Five RCTs were included (n=3,819 patients; 3794 included in the analysis). All RCTs were randomised, double blinded and placebo controlled; randomisation was in blocks of four and stratified by treatment centre. Four RCTs reported completion rates. 80% of placebo patients and 81% tirilazad patients completed treatment; it was reported that there was no significant baseline differences between groups.
Tirilazad was associated with a significant decrease in symptomatic vasospasm (OR 0.80, 95% CI 0.69 to 0.93; five RCTs). Sensitivity analysis showed that exclusion of any one of three trials significantly influenced the meta-analysis result. A tirilazad dose greater than 6mg/kg/day was associated with significantly decreased odds of symptomatic vasospasm (OR 0.75, 95% CI 0.61 to 0.93; two RCTs) but this was not significant for doses of less than 6mg/kg/day. The odds of symptomatic vasospasm also decreased progressively with increasing dose of tirilazad (number of trials unclear). Logistic regression analyses showed that tirilazad was independently associated with decreased vasospasm, but had no effect on Glasgow Outcome Scale or cerebral infarction. There were no significant interactions between tirilazad and gender, use of anticonvulsants and WFNS grade when considering Glasgow Outcome Scale and symptomatic vasospasm. Results were similar with adjustment for anticonvulsant use and whether sedation affected reliability of symptomatic vasospasm diagnosis.

_ _ _ _

*Task set:*
1 – Using the tirilazad summary, decide whether each statement agrees with it, answering yes or no and quoting the exact words that settle it. (a) Every trial was double blinded. (b) Doses under 6mg/kg/day significantly reduced the odds of symptomatic vasospasm. (c) Tirilazad improved Glasgow Outcome Scale results.
2 – Please carry on writing the tirilazad summary from its final sentence.

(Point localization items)
_ _ _ _

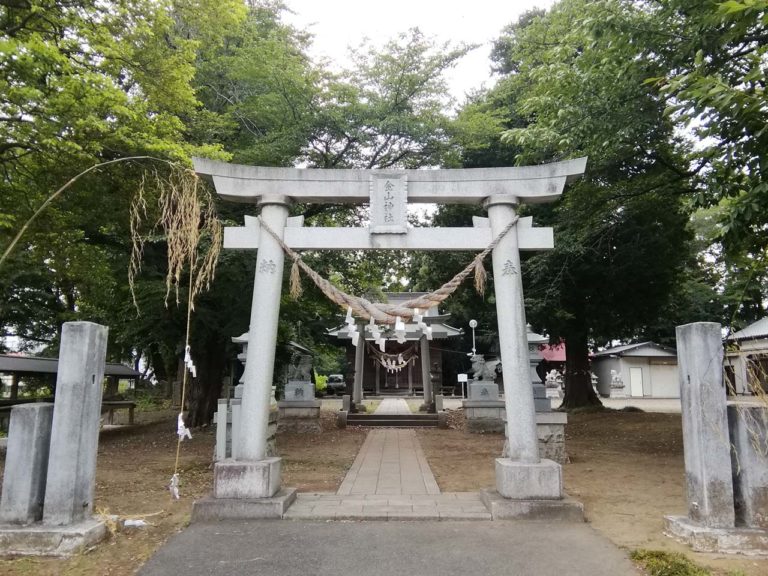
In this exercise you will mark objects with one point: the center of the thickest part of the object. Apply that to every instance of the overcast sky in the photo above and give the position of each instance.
(338, 24)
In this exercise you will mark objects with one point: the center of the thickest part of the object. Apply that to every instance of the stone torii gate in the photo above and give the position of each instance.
(250, 474)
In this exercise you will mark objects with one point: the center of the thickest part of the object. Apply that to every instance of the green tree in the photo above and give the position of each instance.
(620, 233)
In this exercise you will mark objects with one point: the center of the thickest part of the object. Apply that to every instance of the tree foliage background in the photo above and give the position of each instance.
(667, 226)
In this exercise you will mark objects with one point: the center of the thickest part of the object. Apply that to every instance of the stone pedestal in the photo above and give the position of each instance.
(42, 540)
(26, 464)
(71, 476)
(245, 479)
(299, 391)
(480, 390)
(529, 481)
(303, 417)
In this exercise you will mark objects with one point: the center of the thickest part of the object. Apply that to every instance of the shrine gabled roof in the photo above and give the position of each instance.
(755, 330)
(440, 331)
(639, 349)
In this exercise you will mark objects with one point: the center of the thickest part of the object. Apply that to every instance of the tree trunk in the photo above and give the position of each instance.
(578, 381)
(203, 392)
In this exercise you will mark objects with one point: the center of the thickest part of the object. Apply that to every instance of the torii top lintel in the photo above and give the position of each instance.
(530, 184)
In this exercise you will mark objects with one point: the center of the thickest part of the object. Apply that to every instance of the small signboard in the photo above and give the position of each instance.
(389, 204)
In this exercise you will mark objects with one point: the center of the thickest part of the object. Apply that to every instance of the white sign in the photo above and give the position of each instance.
(389, 202)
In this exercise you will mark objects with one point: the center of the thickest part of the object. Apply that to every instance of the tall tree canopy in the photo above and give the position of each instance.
(620, 233)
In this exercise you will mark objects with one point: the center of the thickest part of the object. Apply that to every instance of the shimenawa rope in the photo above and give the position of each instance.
(387, 313)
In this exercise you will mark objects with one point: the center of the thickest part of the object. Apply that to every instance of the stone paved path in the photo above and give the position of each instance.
(390, 462)
(390, 479)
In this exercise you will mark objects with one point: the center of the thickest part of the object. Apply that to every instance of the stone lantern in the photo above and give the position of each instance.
(541, 402)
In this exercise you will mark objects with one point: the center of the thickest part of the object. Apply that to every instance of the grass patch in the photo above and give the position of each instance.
(660, 563)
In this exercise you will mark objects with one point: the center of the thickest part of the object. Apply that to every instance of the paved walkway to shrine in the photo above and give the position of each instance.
(390, 479)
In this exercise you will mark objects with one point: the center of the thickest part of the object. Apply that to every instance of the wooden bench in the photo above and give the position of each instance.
(109, 406)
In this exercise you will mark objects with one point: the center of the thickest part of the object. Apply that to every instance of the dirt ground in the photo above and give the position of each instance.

_ _ _ _

*Answers per task:*
1 –
(a) Yes: "All RCTs were randomised, double blinded and placebo controlled"
(b) No: "but this was not significant for doses of less than 6mg/kg/day"
(c) No: "had no effect on Glasgow Outcome Scale or cerebral infarction"

2 –
Tirilazad was not significantly associated with unfavourable outcome (as measured by Glasgow Outcome Scale) (five RCTs) or cerebral infarction (four RCTs) compared with placebo.
Publication bias was not indicated. Significant statistical heterogeneity was only present for the outcomes of cerebral infarction (p=0.02) and the subgroup analysis for this outcome (less than 6mg/kg/day tirilazad dose) (p=0.01).
There was no significant difference between tirilazad and placebo groups in the likelihood of phlebitis (four RCTs), pulmonary complications (two RCTs), sepsis (four RCTs), hypotension (three RCTs), intracranial haemorrhage/re-bleeding (five RCTs), brain oedema (two RCTs), increased intracranial pressure (four RCTs) or arrhythmias (one RCT).